Your task is to write out the lines from the line containing "Point out the drawer" through the last line of the material, exactly.

Records from a data collection
# # # #
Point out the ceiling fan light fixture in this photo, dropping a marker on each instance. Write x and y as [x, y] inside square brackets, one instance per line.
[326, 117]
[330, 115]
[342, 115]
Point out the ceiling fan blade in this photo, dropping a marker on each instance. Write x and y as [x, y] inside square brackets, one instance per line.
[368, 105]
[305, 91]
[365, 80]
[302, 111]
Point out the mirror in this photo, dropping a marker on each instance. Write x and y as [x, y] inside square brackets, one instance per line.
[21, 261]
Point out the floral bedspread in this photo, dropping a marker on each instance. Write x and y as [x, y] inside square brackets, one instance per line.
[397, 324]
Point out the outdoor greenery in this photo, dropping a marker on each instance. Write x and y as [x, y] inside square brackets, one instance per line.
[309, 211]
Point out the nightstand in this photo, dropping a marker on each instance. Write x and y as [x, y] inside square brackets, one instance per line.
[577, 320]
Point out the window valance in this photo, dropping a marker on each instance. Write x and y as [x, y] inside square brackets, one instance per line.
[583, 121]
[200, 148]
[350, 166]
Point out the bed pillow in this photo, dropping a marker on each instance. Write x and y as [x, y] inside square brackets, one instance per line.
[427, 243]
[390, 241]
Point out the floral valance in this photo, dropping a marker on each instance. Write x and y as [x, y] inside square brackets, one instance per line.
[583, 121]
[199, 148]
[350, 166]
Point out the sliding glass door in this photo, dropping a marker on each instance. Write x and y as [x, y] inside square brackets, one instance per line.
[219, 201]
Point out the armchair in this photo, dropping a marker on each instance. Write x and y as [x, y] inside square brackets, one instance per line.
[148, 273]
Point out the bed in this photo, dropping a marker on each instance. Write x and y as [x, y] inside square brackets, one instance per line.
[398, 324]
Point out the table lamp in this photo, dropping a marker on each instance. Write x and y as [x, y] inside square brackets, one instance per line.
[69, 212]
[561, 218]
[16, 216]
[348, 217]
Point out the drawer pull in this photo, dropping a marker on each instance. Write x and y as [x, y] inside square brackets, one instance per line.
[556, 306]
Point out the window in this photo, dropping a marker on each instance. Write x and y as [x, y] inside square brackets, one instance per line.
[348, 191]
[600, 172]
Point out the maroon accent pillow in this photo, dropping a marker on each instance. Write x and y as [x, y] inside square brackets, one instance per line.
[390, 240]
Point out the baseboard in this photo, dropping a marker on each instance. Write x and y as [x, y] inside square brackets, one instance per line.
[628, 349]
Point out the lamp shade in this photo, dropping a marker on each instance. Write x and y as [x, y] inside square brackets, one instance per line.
# # # #
▸ FULL ANSWER:
Point out the drawer pull in this photo, dropping a marker on each instance. Write x and y as [x, y] inside square brackets, one instance per line.
[556, 306]
Point out the window in this photo, dropping a marker on each instance. Write x and y as [x, y] inside square brackets, one instance per line.
[348, 191]
[600, 172]
Point out the maroon accent pillow in this photo, dropping a marker on each instance. Write x and y as [x, y] inside square brackets, one instance per line.
[390, 240]
Point out the baseboard in this photo, dropping a marker on each instance. Write x and y as [x, y] inside square brackets, one instance per line.
[628, 349]
Point out the lamp shade in this photo, dropping a marker on each instance. Write x and y as [x, y] inside square brackets, one instance per line.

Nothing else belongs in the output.